First Paragraph - CP hereby consents to Director’s
employment or consultation with Bunge for products EXCEPT products made from
the Corn Wet or Dry milling process, including all sweeteners and starches; all
starch-based ingredients or raw materials; tapioca; polyols; Stevia; as well
as, all sugar-based products that directly or indirectly compete with Corn
Products International’s and its affiliates’ products in the geography;
provided, however, that such consent shall automatically terminate and cease

 

 

to be effective, and Director shall be deemed to be in breach of this
clause 8, in the event that Bunge acquires, becomes acquired by or otherwise
becomes an affiliate of ADM,  CARGILL,
ROQUETTE, PENFORD, STALEY, TATE & LYLE, AVEBE, NATIONAL STARCH or any
other competitor of the Company, unless and until CP executes a new written
consent to such change in circumstances.

 

Second Paragraph - Director shall also
refrain, directly or indirectly (by himself or through another person or
entity), from associating with (including but not limited to being employed by
or facilitating) third parties, relatives, competitors in any activities that
may be construed as competing with CP ́s business, anywhere in Brazil or abroad,
hire or attempt to hire any employee of CP or to assist such employee to leave
the employment of CP; or entice, persuade, induce or attempt to induce any
business or entity that is a customer of CP to discontinue, reduce or limit its
relationship with the CP.

 

Third Paragraph - The Director  may consult with CP  by
writing only to CP’s Chief Executive Officer or General Counsel asking for any specific and limited waiver to be
issued in writing by the CP only upon receipt of a request describing a
specific situation presented by the Director, at the CP’s own discretion.

[Point annotation items]:
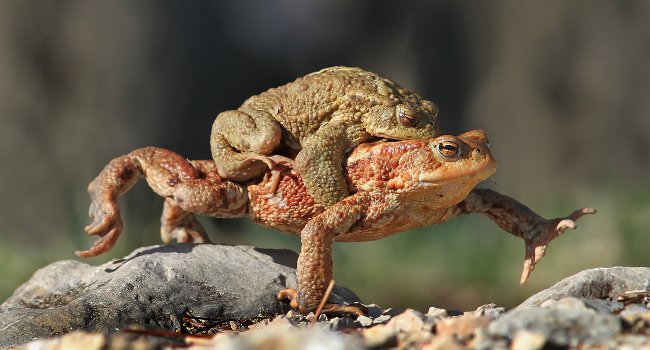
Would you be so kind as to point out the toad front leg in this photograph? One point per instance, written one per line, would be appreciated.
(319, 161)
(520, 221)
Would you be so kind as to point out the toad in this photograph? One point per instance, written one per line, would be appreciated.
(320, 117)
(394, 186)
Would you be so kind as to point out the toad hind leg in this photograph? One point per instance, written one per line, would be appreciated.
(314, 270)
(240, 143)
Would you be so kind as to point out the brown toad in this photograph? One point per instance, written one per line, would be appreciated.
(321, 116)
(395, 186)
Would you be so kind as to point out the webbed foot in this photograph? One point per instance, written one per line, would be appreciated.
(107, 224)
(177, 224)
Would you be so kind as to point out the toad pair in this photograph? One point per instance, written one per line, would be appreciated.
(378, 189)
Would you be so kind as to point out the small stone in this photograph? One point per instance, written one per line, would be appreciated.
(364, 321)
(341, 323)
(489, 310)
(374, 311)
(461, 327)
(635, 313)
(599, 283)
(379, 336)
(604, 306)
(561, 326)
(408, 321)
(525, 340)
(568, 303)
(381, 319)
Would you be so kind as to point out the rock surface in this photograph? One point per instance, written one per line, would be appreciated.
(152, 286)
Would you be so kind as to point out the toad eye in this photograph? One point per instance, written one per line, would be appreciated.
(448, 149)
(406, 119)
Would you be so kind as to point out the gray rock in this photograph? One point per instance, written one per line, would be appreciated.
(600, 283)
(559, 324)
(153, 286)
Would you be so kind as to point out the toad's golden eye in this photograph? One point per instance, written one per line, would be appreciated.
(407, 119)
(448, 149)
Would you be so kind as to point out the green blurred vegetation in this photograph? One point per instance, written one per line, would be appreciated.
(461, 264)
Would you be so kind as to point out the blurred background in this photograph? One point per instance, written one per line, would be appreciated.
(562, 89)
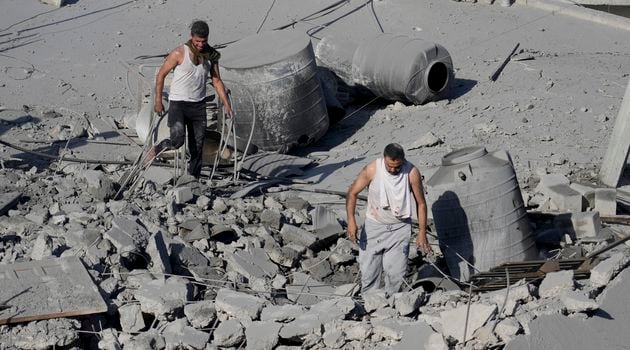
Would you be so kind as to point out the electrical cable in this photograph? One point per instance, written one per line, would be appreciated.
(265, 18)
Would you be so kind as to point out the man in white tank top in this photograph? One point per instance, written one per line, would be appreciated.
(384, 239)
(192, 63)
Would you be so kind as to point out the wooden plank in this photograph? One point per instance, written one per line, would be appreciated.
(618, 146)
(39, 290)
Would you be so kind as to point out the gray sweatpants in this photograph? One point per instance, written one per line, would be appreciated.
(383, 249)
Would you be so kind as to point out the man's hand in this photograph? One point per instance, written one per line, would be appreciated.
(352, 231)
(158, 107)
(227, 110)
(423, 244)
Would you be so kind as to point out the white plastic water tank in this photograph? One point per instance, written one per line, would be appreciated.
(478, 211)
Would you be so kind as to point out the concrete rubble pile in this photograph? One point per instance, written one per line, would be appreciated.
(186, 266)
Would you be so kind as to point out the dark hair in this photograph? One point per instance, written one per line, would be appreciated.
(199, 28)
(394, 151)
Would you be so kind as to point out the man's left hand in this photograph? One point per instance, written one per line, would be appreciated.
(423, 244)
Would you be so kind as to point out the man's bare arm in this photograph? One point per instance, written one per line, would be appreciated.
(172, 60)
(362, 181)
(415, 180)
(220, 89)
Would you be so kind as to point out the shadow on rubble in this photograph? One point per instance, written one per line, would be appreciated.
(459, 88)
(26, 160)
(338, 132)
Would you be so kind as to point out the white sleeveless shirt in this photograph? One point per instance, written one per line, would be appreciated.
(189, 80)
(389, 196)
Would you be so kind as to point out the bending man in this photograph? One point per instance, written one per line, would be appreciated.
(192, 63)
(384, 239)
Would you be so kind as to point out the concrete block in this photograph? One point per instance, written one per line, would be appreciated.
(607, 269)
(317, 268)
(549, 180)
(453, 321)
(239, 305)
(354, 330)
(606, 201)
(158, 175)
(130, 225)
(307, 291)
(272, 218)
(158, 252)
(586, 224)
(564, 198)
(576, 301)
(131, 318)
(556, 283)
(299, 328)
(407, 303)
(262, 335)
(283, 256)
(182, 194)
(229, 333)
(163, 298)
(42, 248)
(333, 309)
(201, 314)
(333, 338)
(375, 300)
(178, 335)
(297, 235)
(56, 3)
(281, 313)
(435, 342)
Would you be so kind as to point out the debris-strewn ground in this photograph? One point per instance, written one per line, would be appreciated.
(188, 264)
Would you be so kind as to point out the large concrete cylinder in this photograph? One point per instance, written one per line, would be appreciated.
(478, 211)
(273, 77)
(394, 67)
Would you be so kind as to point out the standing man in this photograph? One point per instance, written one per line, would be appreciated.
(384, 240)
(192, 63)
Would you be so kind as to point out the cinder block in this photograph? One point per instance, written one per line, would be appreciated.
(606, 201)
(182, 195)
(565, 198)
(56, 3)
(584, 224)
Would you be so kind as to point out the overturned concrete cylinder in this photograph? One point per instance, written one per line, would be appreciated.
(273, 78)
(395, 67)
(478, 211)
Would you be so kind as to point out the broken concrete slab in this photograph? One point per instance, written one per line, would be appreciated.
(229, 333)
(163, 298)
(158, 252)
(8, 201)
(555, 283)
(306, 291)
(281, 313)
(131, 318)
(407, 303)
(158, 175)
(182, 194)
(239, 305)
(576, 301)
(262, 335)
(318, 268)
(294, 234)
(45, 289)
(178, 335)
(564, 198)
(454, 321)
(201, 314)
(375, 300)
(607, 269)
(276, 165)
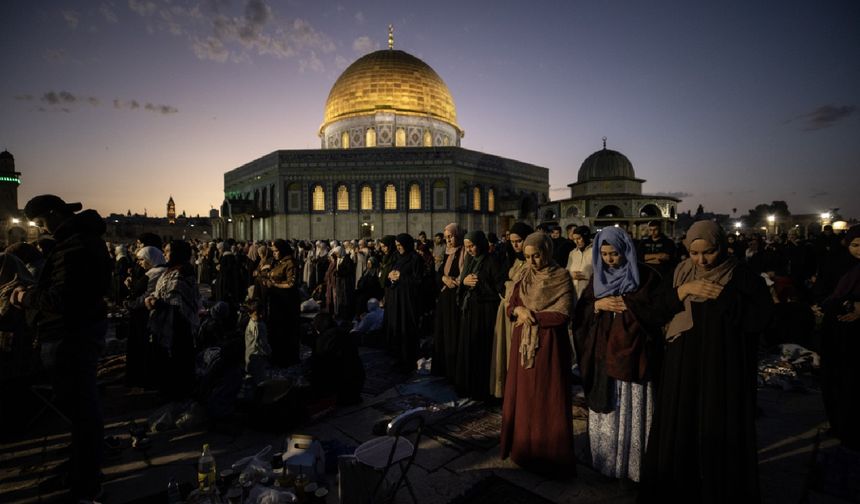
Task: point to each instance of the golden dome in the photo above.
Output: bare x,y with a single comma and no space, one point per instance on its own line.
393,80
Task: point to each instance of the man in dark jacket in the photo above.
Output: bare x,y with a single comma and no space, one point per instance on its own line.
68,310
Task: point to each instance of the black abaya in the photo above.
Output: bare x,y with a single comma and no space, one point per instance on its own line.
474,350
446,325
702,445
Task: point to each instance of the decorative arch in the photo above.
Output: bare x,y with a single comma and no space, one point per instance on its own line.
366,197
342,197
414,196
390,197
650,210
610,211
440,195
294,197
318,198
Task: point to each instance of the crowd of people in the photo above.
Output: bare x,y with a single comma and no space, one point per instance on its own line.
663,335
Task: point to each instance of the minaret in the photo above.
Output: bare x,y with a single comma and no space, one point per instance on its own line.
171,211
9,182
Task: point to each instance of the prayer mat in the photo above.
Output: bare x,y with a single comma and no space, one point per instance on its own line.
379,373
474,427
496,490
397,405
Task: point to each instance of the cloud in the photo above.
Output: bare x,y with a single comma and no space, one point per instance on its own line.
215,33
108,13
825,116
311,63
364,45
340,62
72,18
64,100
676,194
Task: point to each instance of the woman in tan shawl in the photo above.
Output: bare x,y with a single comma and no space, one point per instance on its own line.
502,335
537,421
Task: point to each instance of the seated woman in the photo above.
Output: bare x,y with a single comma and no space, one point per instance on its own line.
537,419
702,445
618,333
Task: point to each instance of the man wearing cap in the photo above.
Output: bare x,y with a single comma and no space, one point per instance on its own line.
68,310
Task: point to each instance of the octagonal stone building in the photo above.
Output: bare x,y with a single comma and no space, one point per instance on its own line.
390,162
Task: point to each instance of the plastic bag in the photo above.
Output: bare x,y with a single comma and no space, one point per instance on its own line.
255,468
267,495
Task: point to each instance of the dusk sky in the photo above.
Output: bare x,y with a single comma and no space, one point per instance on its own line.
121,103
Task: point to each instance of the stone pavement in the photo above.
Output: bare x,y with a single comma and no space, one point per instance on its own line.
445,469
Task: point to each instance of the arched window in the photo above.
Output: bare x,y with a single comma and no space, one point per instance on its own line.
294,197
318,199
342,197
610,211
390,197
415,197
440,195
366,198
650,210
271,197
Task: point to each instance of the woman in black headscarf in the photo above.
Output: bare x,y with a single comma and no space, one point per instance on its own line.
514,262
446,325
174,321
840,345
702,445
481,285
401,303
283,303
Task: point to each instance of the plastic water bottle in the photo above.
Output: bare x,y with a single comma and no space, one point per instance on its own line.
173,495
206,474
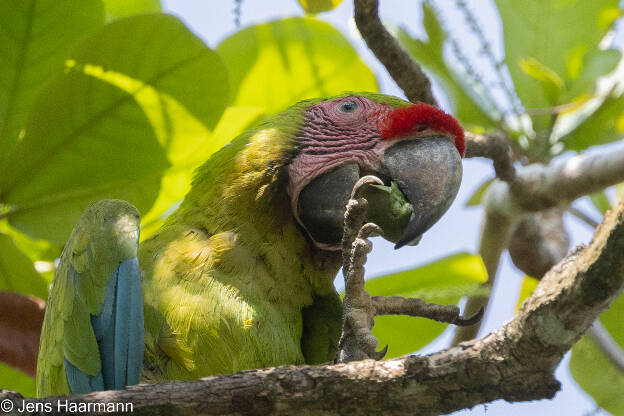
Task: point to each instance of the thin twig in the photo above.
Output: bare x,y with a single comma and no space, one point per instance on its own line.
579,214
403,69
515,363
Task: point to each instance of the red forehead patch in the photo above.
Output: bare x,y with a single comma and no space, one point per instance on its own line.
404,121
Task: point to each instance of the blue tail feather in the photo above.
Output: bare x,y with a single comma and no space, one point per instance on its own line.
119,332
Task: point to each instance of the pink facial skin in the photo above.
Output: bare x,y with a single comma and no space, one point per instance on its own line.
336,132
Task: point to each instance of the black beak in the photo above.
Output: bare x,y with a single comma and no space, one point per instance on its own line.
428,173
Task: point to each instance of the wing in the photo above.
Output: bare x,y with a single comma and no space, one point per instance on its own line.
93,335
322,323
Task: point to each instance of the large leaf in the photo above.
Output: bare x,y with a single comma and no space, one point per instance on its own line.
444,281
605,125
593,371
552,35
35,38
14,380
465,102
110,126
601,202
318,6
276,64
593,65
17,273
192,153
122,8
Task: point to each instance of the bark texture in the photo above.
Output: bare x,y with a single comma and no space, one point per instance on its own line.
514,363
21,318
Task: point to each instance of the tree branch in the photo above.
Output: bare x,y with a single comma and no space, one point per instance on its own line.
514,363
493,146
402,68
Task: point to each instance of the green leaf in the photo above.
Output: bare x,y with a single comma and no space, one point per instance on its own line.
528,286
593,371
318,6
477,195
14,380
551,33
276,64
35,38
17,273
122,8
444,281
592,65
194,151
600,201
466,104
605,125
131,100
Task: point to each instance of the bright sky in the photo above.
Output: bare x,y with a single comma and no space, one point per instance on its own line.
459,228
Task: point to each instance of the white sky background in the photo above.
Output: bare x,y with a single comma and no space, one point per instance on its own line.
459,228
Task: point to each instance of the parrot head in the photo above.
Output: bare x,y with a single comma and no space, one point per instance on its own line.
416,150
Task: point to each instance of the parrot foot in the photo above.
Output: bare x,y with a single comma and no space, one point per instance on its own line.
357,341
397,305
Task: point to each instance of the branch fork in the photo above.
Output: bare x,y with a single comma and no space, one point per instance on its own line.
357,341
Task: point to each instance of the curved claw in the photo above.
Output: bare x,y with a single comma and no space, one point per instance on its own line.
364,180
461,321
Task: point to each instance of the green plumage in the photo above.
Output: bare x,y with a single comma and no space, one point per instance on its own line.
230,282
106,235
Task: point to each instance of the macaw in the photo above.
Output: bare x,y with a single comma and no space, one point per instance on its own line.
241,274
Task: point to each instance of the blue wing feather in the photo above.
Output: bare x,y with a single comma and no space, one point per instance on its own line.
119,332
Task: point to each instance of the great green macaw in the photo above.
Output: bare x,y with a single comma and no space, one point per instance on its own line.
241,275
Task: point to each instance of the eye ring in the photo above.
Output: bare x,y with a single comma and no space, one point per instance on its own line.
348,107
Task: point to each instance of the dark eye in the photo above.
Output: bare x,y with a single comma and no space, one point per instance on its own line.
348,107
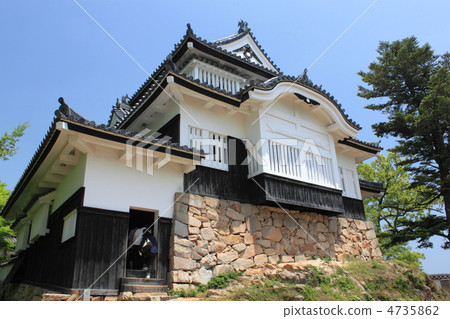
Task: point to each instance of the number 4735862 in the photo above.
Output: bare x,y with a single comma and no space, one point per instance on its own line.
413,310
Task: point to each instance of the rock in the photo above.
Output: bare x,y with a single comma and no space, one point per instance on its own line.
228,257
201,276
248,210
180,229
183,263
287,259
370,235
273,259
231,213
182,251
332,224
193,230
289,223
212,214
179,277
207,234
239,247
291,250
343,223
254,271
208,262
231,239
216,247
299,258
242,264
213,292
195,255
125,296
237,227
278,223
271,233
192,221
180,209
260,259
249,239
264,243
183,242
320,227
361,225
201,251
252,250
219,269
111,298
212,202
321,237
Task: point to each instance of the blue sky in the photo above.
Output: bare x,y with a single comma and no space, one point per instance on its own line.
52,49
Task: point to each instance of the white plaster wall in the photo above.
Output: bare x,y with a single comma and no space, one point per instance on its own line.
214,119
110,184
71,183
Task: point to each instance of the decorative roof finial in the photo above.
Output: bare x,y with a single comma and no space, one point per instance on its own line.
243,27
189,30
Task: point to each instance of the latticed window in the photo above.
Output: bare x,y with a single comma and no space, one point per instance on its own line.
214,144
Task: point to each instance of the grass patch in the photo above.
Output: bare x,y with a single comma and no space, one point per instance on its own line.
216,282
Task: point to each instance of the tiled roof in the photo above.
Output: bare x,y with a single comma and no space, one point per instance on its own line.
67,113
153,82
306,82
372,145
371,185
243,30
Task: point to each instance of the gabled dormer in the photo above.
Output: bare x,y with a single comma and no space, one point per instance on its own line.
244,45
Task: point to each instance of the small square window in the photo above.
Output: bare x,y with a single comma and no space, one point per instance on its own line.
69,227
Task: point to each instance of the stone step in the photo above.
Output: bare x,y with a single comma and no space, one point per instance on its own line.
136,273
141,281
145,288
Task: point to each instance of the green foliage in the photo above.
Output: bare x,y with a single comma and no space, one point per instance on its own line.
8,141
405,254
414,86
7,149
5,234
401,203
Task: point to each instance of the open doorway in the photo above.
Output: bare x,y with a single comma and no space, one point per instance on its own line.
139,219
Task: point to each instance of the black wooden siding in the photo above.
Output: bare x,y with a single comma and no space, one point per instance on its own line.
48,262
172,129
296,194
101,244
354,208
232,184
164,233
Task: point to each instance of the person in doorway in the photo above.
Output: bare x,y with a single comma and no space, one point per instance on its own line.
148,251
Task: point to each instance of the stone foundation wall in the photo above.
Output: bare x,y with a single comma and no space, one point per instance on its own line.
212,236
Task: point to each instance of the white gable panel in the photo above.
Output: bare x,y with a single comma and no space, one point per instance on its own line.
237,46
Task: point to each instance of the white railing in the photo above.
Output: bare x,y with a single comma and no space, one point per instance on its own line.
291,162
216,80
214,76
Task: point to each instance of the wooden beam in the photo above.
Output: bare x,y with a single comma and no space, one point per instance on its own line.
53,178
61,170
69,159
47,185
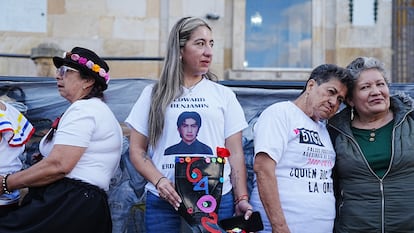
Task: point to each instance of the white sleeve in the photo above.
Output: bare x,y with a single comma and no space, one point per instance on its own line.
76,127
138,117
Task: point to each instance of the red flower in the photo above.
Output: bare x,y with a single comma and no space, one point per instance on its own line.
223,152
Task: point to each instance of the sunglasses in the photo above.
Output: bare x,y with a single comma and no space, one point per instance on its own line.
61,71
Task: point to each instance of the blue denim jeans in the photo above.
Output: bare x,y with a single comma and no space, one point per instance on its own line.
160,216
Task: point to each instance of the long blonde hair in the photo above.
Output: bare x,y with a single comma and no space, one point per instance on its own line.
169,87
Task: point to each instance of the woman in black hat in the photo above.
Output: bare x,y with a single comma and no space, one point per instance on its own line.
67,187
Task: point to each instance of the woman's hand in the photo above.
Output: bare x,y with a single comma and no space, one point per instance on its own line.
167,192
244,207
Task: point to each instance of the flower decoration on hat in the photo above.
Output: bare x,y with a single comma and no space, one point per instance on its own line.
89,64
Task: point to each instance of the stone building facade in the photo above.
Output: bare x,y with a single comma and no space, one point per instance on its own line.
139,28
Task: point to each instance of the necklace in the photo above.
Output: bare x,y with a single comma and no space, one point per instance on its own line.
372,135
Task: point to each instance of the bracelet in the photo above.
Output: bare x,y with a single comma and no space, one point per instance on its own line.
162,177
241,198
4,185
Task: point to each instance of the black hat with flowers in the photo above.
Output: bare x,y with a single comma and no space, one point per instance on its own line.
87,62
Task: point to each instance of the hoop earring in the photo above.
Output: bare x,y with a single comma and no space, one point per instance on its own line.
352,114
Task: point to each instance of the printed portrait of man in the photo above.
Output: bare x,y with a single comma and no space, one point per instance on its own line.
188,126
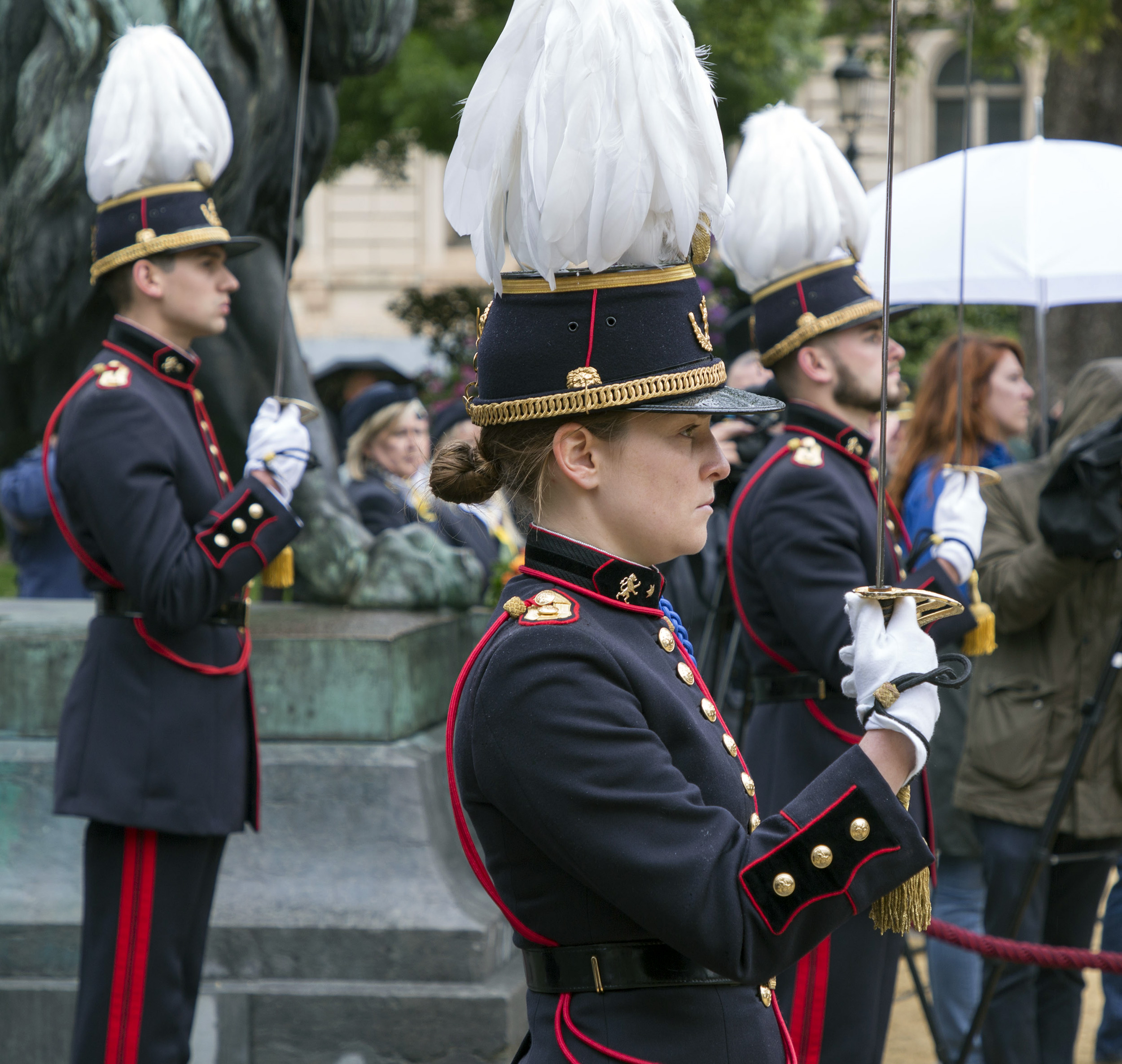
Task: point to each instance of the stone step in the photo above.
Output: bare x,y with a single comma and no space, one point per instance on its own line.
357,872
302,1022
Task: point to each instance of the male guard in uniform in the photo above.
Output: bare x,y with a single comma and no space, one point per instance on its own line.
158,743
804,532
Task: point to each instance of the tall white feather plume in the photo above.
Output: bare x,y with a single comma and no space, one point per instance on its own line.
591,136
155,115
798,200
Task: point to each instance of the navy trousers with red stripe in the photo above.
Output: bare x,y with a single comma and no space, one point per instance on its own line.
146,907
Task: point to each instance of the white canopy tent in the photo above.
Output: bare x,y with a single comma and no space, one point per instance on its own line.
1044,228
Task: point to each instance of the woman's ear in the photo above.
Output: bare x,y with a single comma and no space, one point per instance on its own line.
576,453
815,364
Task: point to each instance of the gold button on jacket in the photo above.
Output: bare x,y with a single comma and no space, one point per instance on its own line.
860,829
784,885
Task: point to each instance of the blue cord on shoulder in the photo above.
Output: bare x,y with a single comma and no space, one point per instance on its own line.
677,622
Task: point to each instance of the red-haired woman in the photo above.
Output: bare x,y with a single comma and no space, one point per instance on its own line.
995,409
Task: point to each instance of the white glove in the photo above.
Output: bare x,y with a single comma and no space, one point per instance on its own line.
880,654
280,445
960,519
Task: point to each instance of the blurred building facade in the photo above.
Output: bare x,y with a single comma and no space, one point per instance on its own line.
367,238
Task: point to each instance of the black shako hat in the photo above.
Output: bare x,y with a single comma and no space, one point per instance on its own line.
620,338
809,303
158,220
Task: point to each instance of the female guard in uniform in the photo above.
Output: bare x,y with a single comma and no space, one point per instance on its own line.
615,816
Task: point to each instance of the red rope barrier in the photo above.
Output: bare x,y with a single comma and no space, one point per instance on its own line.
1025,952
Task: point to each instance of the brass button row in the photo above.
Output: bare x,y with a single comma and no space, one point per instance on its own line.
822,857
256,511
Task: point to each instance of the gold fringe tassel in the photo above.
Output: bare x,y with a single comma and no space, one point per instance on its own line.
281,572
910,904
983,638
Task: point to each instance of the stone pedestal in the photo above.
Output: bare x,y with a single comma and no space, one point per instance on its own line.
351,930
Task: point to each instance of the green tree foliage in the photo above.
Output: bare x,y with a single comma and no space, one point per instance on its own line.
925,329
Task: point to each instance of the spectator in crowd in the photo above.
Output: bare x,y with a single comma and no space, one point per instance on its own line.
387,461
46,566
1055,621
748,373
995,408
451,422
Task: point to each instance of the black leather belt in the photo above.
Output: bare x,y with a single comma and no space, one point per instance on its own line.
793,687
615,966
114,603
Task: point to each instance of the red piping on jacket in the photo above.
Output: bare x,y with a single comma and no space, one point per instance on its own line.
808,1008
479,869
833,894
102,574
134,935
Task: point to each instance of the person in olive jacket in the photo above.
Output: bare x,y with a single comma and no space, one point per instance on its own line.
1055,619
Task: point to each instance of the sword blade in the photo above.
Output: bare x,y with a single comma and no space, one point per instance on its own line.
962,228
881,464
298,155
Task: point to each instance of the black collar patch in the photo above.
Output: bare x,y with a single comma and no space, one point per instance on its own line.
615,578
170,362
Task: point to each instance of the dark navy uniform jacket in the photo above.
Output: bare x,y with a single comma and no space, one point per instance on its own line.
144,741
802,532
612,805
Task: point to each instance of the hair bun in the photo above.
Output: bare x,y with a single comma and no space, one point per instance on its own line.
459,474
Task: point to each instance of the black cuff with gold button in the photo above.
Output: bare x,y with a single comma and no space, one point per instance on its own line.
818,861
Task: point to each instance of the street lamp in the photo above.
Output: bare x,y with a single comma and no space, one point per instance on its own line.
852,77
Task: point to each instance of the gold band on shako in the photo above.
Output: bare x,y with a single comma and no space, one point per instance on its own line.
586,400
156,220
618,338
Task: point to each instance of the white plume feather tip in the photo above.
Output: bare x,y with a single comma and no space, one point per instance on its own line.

[Short task]:
Answer these questions about the contract clause above.
(a) In the first paragraph, with which company does CP consent to the Director's employment or consultation?
(b) In the second paragraph, where must the Director refrain from associating with parties in activities that may compete with CP's business?
(c) In the third paragraph, to whom must the Director write to ask for a waiver?

[Response for this exercise]:
(a) Bunge.
(b) Anywhere in Brazil or abroad.
(c) CP's Chief Executive Officer or General Counsel.